* _Actions à mener_:
• 1. Reproduisez mot pour mot un passage du texte sur le gène Rfv3, en commençant par « Une surprise. » et en allant jusqu'à « le Dr Greene. ».
• 2. Dans le texte sur le gène Rfv3, relevez tout ce à quoi les éléments nouveaux apportés par Santiago et ses collègues pourraient aider, selon le texte.

* _Texte présenté_:
L'INFECTION de souris adultes immunocompétentes par le virus Friend représente un modèle bien établi pour l'étude de la résistance génétique à des infections par des virus immunodépresseurs. Le rétrovirus Friend (VF, du nom de Charlotte Friend, qui l'a découvert en 1956) est une souche de virus de la leucémie chez la souris. On sait depuis 1978 que la récupération chez les souris de l'infection par FV se fait grâce au gène autosomal Rfv3, qui représente un trait de résistance. Des recherches intenses ont été menées depuis une trentaine d'années pour décrypter l'identité moléculaire de Rfv3, situé dans une région qui contient une soixantaine de gènes.
Mario Santiago, Warner Green et coll. annoncent avoir progressé dans cette voie et apporté des éléments nouveaux qui pourraient aider à trouver un traitement ou à mettre au point un vaccin. Et à comprendre des éléments fondamentaux concernant le VIH, notamment comment des individus sont intrinsèquement résistants. Santiago et coll. montrent que Rfv3 est localisé dans la même région du chromosome que le gène Apobec3, un membre de la famille des doxycyclines désaminases, des enzymes qui ont une activité antirétrovirale. Ils montrent que, en réalité, Rfv3 est Apobec3. La récupération liée à Rfv3 – et donc à Apobec3 – est associée à une production d'anticorps neutralisants spécifiques des rétrovirus qui permettent aux souris de combattre avec succès ces infections.
Une surprise.
«Le lien que nous avons découvert tout récemment entre Apobec3 et la production d'anticorps neutralisants est une véritable surprise», souligne l'auteur principal de l'étude, le Dr Greene.

* _Informations fournies_:
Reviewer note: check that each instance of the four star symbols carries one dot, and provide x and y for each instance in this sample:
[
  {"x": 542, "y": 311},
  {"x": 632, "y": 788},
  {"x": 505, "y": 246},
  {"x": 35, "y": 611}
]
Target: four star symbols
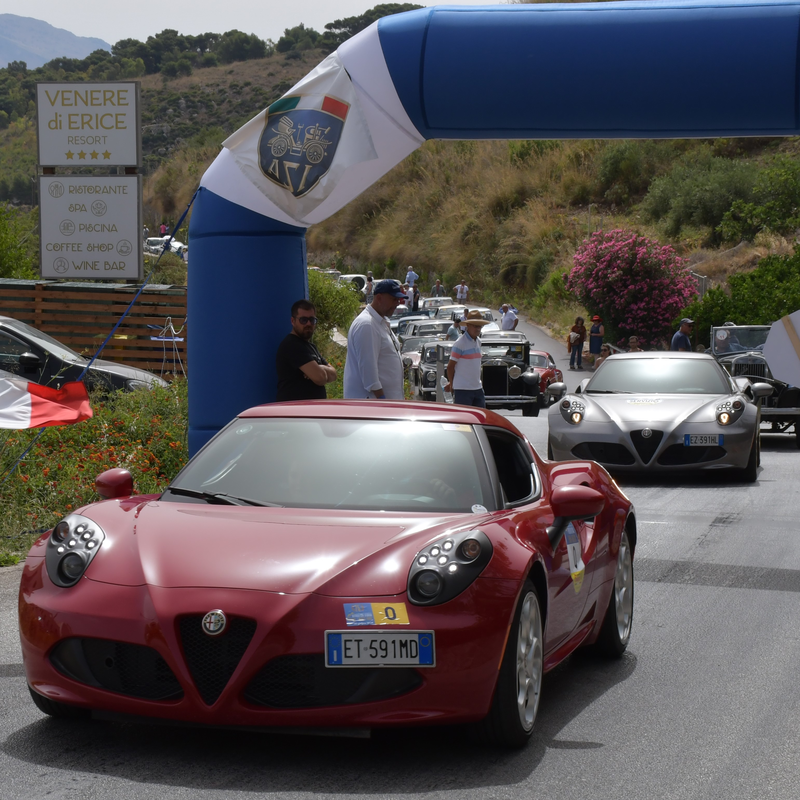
[{"x": 82, "y": 155}]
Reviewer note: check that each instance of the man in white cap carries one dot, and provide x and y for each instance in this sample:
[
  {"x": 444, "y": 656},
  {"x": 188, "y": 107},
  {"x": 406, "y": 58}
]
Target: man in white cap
[
  {"x": 374, "y": 367},
  {"x": 681, "y": 340},
  {"x": 508, "y": 322},
  {"x": 464, "y": 366}
]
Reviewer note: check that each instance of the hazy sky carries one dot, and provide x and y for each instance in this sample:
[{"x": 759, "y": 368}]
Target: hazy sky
[{"x": 115, "y": 20}]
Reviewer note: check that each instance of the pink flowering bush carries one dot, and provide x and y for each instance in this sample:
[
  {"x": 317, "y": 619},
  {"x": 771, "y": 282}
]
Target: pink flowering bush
[{"x": 635, "y": 284}]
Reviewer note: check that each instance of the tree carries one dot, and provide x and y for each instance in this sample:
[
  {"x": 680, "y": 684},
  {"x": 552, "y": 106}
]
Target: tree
[
  {"x": 15, "y": 256},
  {"x": 635, "y": 284},
  {"x": 341, "y": 30}
]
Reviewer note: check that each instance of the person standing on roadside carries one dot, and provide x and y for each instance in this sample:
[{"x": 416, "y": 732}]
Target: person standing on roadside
[
  {"x": 508, "y": 320},
  {"x": 596, "y": 334},
  {"x": 464, "y": 366},
  {"x": 633, "y": 345},
  {"x": 302, "y": 371},
  {"x": 374, "y": 367},
  {"x": 681, "y": 340},
  {"x": 575, "y": 340}
]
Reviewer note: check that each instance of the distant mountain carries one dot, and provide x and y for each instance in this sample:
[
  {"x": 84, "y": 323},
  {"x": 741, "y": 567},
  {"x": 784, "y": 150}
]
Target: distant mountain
[{"x": 36, "y": 42}]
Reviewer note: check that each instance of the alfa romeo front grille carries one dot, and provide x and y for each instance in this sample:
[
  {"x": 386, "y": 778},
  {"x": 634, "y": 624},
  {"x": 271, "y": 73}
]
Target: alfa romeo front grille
[
  {"x": 130, "y": 669},
  {"x": 303, "y": 681},
  {"x": 213, "y": 659}
]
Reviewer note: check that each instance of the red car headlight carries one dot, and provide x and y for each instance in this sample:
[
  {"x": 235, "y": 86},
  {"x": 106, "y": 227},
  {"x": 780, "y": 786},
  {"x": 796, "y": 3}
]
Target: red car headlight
[
  {"x": 445, "y": 568},
  {"x": 73, "y": 544}
]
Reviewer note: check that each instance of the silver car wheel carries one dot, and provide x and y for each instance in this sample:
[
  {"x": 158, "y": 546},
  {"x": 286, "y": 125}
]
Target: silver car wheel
[
  {"x": 623, "y": 590},
  {"x": 530, "y": 661}
]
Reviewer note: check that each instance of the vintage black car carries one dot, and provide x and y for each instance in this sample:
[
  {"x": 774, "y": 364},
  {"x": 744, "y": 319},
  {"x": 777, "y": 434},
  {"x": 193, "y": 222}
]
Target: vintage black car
[
  {"x": 509, "y": 380},
  {"x": 423, "y": 377},
  {"x": 27, "y": 353},
  {"x": 740, "y": 349}
]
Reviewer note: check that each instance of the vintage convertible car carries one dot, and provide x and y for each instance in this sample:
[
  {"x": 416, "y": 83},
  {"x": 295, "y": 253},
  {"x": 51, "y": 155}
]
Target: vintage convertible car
[
  {"x": 423, "y": 378},
  {"x": 509, "y": 380},
  {"x": 669, "y": 412},
  {"x": 293, "y": 575},
  {"x": 740, "y": 349},
  {"x": 545, "y": 366}
]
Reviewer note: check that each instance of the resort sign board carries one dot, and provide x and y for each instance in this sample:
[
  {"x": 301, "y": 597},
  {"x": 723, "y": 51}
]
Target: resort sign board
[
  {"x": 89, "y": 124},
  {"x": 90, "y": 227}
]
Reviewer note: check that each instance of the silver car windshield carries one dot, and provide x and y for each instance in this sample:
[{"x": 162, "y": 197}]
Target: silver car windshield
[
  {"x": 735, "y": 339},
  {"x": 660, "y": 376},
  {"x": 372, "y": 465}
]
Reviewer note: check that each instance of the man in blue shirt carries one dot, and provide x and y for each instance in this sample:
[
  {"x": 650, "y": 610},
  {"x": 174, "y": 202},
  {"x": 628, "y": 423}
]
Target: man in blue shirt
[{"x": 681, "y": 341}]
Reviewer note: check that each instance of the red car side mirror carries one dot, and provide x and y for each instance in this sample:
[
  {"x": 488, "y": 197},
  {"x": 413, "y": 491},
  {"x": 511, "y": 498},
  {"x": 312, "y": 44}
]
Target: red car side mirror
[
  {"x": 570, "y": 503},
  {"x": 114, "y": 483}
]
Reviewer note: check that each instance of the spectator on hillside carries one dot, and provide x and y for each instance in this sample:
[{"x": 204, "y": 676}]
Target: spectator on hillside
[
  {"x": 596, "y": 334},
  {"x": 374, "y": 367},
  {"x": 508, "y": 320},
  {"x": 681, "y": 341},
  {"x": 302, "y": 371},
  {"x": 575, "y": 340}
]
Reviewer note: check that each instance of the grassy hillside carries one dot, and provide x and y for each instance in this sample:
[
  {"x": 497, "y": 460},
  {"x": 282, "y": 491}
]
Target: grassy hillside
[{"x": 506, "y": 216}]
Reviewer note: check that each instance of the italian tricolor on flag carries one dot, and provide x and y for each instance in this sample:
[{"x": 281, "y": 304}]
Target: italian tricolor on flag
[
  {"x": 29, "y": 405},
  {"x": 323, "y": 103}
]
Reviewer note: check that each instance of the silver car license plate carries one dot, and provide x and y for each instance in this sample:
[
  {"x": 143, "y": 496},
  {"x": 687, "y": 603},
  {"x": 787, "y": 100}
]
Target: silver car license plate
[
  {"x": 379, "y": 649},
  {"x": 702, "y": 439}
]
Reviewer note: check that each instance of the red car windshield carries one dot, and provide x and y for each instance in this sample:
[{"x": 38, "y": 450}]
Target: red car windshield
[{"x": 376, "y": 465}]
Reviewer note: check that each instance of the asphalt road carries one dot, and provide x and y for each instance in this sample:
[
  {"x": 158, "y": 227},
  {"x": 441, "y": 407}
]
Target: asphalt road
[{"x": 703, "y": 705}]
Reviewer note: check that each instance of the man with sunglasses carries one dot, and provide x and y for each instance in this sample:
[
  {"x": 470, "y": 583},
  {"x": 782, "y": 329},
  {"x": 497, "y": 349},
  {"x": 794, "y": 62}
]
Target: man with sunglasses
[{"x": 302, "y": 371}]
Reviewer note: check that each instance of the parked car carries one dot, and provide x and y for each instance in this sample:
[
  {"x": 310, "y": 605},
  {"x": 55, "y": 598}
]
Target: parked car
[
  {"x": 509, "y": 380},
  {"x": 265, "y": 588},
  {"x": 545, "y": 366},
  {"x": 740, "y": 349},
  {"x": 412, "y": 349},
  {"x": 30, "y": 354},
  {"x": 401, "y": 312},
  {"x": 155, "y": 245},
  {"x": 423, "y": 378},
  {"x": 659, "y": 412},
  {"x": 427, "y": 327},
  {"x": 435, "y": 302}
]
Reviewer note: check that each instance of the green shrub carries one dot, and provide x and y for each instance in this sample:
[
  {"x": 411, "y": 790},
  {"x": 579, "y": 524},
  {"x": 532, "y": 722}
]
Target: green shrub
[
  {"x": 775, "y": 204},
  {"x": 760, "y": 297},
  {"x": 698, "y": 191},
  {"x": 143, "y": 431}
]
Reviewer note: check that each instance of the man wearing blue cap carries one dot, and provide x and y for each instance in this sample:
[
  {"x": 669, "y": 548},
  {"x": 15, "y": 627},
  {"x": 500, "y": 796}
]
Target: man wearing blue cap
[{"x": 374, "y": 367}]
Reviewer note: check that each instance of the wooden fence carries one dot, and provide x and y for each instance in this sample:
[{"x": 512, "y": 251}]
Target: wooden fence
[{"x": 81, "y": 315}]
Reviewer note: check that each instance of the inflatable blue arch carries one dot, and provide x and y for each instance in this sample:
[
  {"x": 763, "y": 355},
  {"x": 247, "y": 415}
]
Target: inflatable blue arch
[{"x": 601, "y": 70}]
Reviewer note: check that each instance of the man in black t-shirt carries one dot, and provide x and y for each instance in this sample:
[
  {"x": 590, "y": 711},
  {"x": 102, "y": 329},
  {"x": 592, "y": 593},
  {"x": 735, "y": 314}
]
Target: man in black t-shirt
[{"x": 302, "y": 371}]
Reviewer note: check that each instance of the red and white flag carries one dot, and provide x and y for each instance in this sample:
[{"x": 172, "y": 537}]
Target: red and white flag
[{"x": 29, "y": 405}]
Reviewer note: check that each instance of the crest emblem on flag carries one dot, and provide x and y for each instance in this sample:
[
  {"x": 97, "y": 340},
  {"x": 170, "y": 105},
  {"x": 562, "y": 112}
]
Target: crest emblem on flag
[{"x": 299, "y": 140}]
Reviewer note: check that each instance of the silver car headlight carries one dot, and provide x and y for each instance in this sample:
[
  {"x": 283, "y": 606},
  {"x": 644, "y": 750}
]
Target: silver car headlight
[
  {"x": 573, "y": 411},
  {"x": 729, "y": 411},
  {"x": 73, "y": 544}
]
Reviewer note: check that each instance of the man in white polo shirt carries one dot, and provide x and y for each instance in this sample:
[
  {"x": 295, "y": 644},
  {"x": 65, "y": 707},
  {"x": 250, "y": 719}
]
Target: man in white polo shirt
[
  {"x": 464, "y": 367},
  {"x": 374, "y": 367},
  {"x": 508, "y": 322}
]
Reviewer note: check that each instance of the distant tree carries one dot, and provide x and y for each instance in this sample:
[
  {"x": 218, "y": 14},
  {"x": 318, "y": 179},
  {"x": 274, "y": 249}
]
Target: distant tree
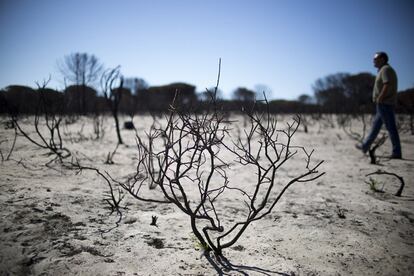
[
  {"x": 305, "y": 99},
  {"x": 244, "y": 95},
  {"x": 112, "y": 87},
  {"x": 159, "y": 98},
  {"x": 135, "y": 85},
  {"x": 73, "y": 101},
  {"x": 260, "y": 89},
  {"x": 135, "y": 100},
  {"x": 19, "y": 99},
  {"x": 209, "y": 94},
  {"x": 82, "y": 70}
]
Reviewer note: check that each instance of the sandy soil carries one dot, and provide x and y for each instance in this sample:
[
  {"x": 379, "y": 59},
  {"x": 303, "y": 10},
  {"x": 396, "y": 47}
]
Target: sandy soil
[{"x": 55, "y": 222}]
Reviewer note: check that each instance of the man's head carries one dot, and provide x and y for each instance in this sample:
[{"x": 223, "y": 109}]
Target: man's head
[{"x": 380, "y": 59}]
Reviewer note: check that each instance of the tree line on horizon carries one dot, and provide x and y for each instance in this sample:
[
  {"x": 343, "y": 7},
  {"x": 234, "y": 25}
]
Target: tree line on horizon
[{"x": 336, "y": 93}]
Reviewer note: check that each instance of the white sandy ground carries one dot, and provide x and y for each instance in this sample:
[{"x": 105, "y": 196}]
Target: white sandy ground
[{"x": 51, "y": 219}]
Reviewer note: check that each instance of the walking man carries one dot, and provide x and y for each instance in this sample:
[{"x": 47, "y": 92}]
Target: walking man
[{"x": 384, "y": 96}]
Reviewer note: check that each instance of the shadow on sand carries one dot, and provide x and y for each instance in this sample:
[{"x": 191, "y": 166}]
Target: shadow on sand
[{"x": 223, "y": 267}]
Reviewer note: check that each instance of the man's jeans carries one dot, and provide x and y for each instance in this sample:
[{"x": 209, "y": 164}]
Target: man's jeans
[{"x": 385, "y": 114}]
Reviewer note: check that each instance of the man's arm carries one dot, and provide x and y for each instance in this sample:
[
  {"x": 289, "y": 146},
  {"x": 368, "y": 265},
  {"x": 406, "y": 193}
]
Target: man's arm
[{"x": 383, "y": 93}]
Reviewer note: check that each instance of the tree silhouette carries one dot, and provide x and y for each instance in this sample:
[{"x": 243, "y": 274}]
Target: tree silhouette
[{"x": 82, "y": 70}]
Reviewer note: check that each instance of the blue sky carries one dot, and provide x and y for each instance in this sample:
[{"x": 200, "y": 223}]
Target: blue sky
[{"x": 285, "y": 45}]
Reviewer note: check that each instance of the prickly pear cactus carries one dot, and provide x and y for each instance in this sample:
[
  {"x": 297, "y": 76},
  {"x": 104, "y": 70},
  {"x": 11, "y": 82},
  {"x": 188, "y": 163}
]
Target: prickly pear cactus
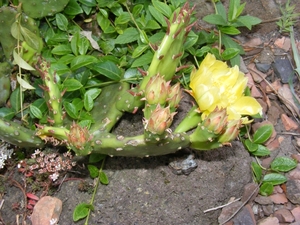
[
  {"x": 18, "y": 135},
  {"x": 5, "y": 69},
  {"x": 39, "y": 9},
  {"x": 8, "y": 16}
]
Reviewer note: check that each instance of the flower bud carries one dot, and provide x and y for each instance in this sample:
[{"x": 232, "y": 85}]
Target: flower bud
[
  {"x": 156, "y": 91},
  {"x": 79, "y": 138},
  {"x": 174, "y": 96},
  {"x": 160, "y": 120},
  {"x": 231, "y": 132},
  {"x": 216, "y": 121}
]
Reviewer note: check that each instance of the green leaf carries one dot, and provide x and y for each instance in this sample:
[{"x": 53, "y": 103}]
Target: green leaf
[
  {"x": 130, "y": 35},
  {"x": 157, "y": 16},
  {"x": 251, "y": 147},
  {"x": 143, "y": 60},
  {"x": 215, "y": 19},
  {"x": 89, "y": 3},
  {"x": 266, "y": 189},
  {"x": 140, "y": 49},
  {"x": 74, "y": 43},
  {"x": 95, "y": 157},
  {"x": 61, "y": 49},
  {"x": 94, "y": 171},
  {"x": 123, "y": 18},
  {"x": 137, "y": 9},
  {"x": 35, "y": 111},
  {"x": 71, "y": 110},
  {"x": 31, "y": 38},
  {"x": 108, "y": 69},
  {"x": 83, "y": 45},
  {"x": 257, "y": 171},
  {"x": 283, "y": 164},
  {"x": 88, "y": 102},
  {"x": 103, "y": 178},
  {"x": 24, "y": 84},
  {"x": 249, "y": 21},
  {"x": 81, "y": 211},
  {"x": 261, "y": 151},
  {"x": 229, "y": 30},
  {"x": 71, "y": 84},
  {"x": 61, "y": 21},
  {"x": 229, "y": 53},
  {"x": 7, "y": 113},
  {"x": 262, "y": 134},
  {"x": 21, "y": 62},
  {"x": 15, "y": 100},
  {"x": 73, "y": 8},
  {"x": 77, "y": 102},
  {"x": 163, "y": 8},
  {"x": 93, "y": 92},
  {"x": 82, "y": 60},
  {"x": 274, "y": 178}
]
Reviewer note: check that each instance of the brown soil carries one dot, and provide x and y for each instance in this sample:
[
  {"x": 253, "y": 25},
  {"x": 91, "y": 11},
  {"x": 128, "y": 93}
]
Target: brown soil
[{"x": 145, "y": 191}]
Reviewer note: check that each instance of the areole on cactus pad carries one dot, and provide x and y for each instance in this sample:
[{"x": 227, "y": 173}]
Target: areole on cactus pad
[{"x": 215, "y": 120}]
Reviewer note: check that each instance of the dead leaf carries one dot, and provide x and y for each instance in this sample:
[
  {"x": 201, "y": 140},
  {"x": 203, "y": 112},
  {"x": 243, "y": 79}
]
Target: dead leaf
[
  {"x": 285, "y": 94},
  {"x": 256, "y": 74},
  {"x": 288, "y": 123},
  {"x": 274, "y": 86}
]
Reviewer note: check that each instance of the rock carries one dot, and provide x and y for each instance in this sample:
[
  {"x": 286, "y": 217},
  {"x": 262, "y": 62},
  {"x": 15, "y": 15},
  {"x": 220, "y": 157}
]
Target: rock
[
  {"x": 46, "y": 211},
  {"x": 295, "y": 173},
  {"x": 284, "y": 216},
  {"x": 263, "y": 67},
  {"x": 279, "y": 198},
  {"x": 245, "y": 216},
  {"x": 283, "y": 68},
  {"x": 263, "y": 200},
  {"x": 248, "y": 191},
  {"x": 268, "y": 209},
  {"x": 269, "y": 221},
  {"x": 288, "y": 123},
  {"x": 293, "y": 191},
  {"x": 228, "y": 211},
  {"x": 296, "y": 213}
]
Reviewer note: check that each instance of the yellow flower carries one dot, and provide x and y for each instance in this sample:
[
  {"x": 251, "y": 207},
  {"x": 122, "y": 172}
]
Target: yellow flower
[{"x": 215, "y": 84}]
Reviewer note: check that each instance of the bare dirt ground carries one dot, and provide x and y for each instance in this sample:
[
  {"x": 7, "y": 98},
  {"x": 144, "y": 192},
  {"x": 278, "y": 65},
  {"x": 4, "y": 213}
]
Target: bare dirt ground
[{"x": 145, "y": 191}]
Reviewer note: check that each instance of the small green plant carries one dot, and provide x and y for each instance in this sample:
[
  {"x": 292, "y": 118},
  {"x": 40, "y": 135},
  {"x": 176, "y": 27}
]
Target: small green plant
[
  {"x": 227, "y": 24},
  {"x": 267, "y": 178},
  {"x": 83, "y": 210},
  {"x": 288, "y": 18}
]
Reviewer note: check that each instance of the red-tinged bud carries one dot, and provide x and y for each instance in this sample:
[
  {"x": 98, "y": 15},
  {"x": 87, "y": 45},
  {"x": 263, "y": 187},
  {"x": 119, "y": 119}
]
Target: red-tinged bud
[
  {"x": 79, "y": 139},
  {"x": 157, "y": 89},
  {"x": 216, "y": 121},
  {"x": 160, "y": 120},
  {"x": 231, "y": 132},
  {"x": 175, "y": 95}
]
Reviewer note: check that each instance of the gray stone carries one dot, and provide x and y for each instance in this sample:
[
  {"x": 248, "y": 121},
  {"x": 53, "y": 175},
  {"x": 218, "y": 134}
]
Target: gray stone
[
  {"x": 245, "y": 216},
  {"x": 293, "y": 191},
  {"x": 263, "y": 67},
  {"x": 263, "y": 200},
  {"x": 283, "y": 68}
]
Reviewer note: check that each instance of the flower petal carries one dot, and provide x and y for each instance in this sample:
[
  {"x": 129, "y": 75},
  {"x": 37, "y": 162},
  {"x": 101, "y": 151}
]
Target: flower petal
[{"x": 247, "y": 105}]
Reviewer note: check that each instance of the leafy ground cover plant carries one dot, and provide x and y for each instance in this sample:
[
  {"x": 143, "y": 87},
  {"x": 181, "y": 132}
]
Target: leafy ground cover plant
[
  {"x": 81, "y": 65},
  {"x": 76, "y": 82}
]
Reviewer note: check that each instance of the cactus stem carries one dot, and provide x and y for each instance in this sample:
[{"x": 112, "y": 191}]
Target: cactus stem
[
  {"x": 168, "y": 26},
  {"x": 182, "y": 67},
  {"x": 177, "y": 55},
  {"x": 154, "y": 47},
  {"x": 177, "y": 33}
]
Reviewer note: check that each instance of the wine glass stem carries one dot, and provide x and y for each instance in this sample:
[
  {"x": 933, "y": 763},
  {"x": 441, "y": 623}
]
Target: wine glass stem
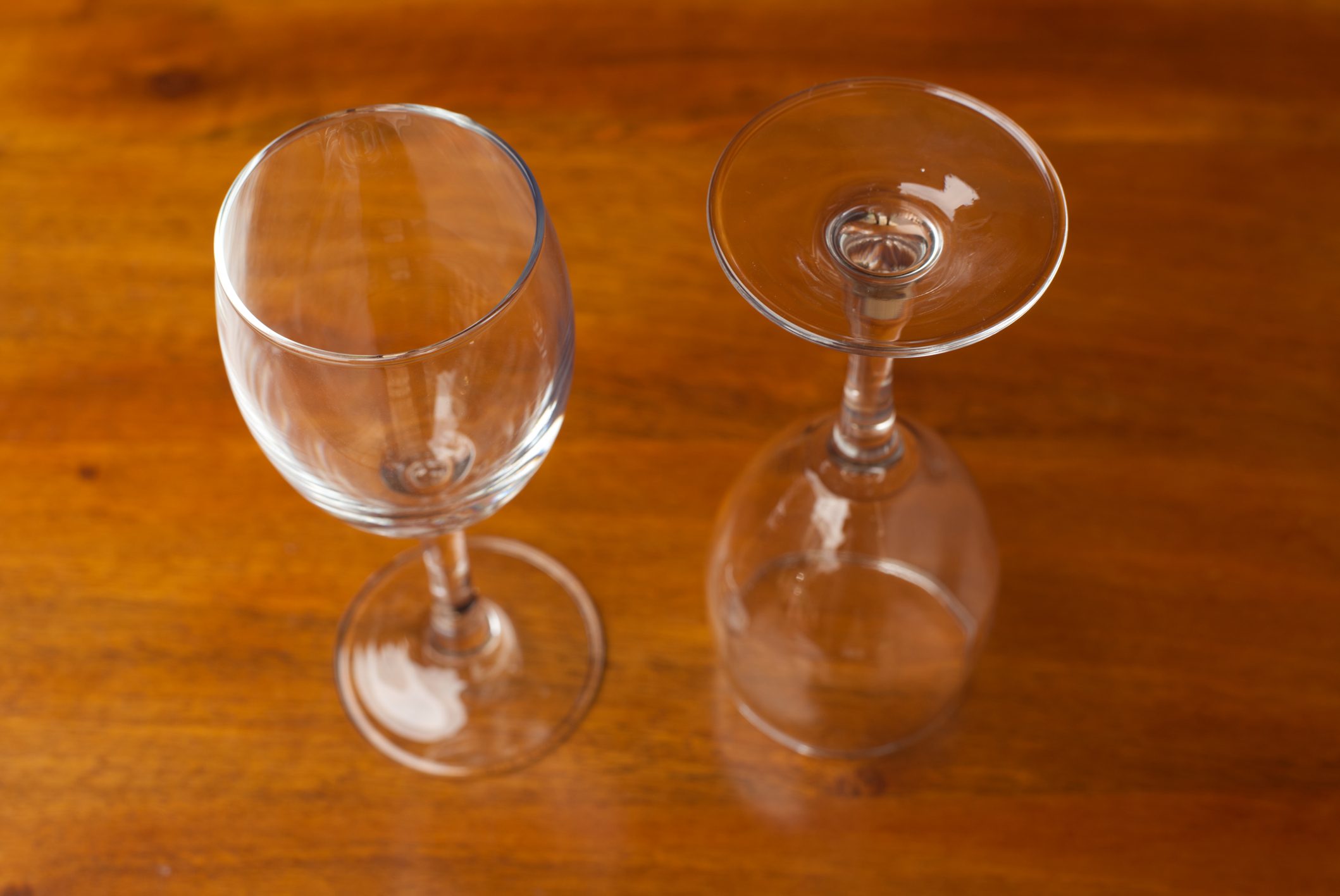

* _Réponses_:
• 1.
Une surprise.
«Le lien que nous avons découvert tout récemment entre Apobec3 et la production d'anticorps neutralisants est une véritable surprise», souligne l'auteur principal de l'étude, le Dr Greene.

• 2.
- Trouver un traitement
- Mettre au point un vaccin
- Comprendre des éléments fondamentaux concernant le VIH, notamment comment des individus sont intrinsèquement résistants